## START Records for the task

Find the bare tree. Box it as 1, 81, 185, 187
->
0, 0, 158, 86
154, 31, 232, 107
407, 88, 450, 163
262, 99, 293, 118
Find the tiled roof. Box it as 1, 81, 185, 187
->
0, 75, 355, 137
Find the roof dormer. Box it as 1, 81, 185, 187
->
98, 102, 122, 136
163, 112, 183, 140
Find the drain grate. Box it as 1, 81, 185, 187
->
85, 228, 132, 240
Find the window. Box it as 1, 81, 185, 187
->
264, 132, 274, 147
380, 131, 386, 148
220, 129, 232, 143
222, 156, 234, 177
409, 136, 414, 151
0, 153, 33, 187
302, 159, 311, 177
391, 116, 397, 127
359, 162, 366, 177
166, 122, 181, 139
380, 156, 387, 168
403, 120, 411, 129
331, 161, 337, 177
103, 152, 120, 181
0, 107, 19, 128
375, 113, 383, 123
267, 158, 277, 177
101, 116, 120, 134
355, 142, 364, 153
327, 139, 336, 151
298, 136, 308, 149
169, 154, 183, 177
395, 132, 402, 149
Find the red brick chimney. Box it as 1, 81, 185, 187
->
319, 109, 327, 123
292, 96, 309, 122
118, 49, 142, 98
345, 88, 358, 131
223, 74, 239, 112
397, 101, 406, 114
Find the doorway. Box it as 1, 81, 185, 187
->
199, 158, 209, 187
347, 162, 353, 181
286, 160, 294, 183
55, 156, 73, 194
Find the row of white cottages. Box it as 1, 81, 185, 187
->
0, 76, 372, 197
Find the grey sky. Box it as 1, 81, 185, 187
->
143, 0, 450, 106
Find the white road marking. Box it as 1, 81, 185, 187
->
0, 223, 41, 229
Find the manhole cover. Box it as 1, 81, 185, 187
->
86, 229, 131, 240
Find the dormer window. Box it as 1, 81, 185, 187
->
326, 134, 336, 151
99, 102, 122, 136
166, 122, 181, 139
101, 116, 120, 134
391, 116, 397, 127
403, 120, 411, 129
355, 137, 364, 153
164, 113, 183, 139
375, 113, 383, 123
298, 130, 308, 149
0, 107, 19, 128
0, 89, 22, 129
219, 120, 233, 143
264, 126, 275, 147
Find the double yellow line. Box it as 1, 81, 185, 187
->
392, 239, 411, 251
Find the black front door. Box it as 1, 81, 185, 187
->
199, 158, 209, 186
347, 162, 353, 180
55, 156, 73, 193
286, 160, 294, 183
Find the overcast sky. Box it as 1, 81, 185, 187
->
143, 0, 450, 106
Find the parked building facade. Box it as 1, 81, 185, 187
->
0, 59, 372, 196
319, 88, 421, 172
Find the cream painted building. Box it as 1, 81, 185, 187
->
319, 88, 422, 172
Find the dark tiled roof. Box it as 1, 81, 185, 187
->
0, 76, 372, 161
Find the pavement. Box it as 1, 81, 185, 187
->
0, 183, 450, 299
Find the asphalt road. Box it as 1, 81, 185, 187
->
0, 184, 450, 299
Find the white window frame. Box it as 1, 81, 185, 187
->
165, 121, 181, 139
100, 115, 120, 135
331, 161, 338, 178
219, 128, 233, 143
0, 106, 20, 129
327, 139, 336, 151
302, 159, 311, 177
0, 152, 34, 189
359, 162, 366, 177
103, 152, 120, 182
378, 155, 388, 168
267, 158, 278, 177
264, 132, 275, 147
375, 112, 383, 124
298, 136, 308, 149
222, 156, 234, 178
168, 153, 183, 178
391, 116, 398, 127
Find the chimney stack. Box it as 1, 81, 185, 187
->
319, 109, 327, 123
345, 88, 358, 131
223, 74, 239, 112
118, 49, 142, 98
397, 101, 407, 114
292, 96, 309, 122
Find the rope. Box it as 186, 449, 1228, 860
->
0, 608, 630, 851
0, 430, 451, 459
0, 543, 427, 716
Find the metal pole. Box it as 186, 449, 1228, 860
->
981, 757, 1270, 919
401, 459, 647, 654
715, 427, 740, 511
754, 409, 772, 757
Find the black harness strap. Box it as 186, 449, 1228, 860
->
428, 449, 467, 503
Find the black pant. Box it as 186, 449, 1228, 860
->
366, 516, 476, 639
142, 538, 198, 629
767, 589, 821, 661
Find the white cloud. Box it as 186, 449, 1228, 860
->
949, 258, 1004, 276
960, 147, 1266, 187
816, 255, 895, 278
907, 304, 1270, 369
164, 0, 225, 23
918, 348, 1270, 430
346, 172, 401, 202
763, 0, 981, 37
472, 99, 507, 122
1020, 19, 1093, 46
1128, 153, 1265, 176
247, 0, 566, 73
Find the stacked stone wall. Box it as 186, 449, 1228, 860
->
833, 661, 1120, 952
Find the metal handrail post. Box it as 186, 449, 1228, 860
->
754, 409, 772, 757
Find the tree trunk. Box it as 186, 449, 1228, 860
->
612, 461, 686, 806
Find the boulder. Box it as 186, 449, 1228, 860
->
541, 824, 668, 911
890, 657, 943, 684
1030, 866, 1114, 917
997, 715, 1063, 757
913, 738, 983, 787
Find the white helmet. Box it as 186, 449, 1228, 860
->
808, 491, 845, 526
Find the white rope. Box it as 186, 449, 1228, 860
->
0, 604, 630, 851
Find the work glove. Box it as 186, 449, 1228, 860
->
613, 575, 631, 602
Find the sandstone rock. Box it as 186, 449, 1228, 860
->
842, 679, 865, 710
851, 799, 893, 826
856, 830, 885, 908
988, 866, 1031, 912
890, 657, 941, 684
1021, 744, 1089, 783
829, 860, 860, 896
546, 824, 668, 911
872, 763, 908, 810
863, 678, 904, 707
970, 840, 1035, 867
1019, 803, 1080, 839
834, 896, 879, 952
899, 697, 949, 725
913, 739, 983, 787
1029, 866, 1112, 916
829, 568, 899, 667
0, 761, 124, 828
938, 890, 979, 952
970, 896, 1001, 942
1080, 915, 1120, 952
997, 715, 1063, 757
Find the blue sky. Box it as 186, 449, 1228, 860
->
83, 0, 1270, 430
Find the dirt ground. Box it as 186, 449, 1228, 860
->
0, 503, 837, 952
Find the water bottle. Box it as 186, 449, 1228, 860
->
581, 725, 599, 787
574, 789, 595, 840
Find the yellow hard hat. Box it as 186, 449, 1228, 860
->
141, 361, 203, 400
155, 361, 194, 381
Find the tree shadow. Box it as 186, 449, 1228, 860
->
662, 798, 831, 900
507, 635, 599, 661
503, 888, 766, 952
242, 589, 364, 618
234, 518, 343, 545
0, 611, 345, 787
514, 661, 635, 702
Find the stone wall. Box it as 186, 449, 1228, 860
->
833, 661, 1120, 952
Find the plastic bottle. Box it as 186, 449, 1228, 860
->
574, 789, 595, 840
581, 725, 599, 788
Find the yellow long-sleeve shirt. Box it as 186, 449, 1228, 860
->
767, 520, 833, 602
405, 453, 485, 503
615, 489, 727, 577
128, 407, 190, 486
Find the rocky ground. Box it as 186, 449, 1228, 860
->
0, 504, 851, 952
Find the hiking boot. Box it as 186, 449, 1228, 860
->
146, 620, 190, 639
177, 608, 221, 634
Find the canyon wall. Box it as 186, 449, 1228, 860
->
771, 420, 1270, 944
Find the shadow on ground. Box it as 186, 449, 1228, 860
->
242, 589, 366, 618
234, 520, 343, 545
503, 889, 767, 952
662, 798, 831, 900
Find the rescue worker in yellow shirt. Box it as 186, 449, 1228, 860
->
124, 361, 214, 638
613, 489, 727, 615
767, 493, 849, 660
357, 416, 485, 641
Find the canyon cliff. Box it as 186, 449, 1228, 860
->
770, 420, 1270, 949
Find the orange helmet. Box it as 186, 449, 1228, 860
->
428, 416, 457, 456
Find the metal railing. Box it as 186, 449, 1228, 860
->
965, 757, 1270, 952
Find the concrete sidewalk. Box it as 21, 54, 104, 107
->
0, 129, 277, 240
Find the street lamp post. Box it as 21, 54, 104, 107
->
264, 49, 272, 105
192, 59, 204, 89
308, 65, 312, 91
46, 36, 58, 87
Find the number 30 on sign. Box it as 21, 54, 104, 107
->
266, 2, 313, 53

## END Records for the task

→ **Exercise task**
Find "Find the canyon cliff." in the data above, then repeat that line and all lines after it exactly, ending with the final line.

→ **Output**
Find the canyon cliff. Box it as 186, 449, 1228, 860
->
770, 420, 1270, 949
Find the orange helmet. Box it as 186, 449, 1228, 860
->
428, 416, 457, 456
Find the metal railing. Box it as 186, 449, 1228, 860
->
965, 757, 1270, 952
Find the concrete sidewalk. Box it as 21, 54, 104, 107
->
0, 129, 277, 240
Find the street lamp post. Box it as 21, 54, 104, 107
->
264, 49, 272, 105
192, 59, 204, 89
308, 65, 312, 91
46, 36, 58, 87
Find the number 30 on sign. Box it as 21, 54, 104, 107
->
266, 2, 313, 53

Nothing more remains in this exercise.